• PROBLEM DETAILS
Write the next part of the account of the event held to renew interest in the law school, beginning immediately after its last sentence.

This event was planned, not as a celebration of me, but as a
reawakening of interest in the law school. As it happened, our school
is located in the home city of that year’s president-elect of the
American Bar Association.
He came. The
incumbent president of the state bar, many members of the state
bar’s board of governors, and its executive director attended. Jurists from state and
federal courts in our state were present. Leading members of the bar
who are not alumni of our law school accepted invitations to
attend.

• SUPPLIED DATA

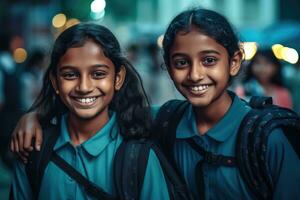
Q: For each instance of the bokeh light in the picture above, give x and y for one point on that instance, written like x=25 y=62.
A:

• OUTPUT FOR THIS EXERCISE
Those who were invited to speak at the installation
illustrated, through their careers (which were reviewed as they were
introduced) as well as their words how legal academics contribute
not only to the training of future lawyers, but also to the well
being of the legal profession and improvement of law and legal
institutions. One was
James P. White, then the ABA
’s consultant on legal education. Another was David Ruder,
whose 40-plus year academic career, including a period as dean of
the law school I had attended, was interrupted by a term as Chairman
of the SEC. There was
also Victor Rosenblum, a past president of the AALS, who had a long
record of influential service on the Administrative Conference of
the United States
and whose book, The Making of a Public
Profession (with Frances Zemans) presaged the MacCrate Report’s
articulation of the law school/legal profession “continuum.”[iv]
The immediate
past-president of the state bar (who had appointed me, when I was a
professor, to some important committees) also spoke. Each speaker
touched on the importance of fostering a close and mutually
respectful relationship between the law schools and the
profession.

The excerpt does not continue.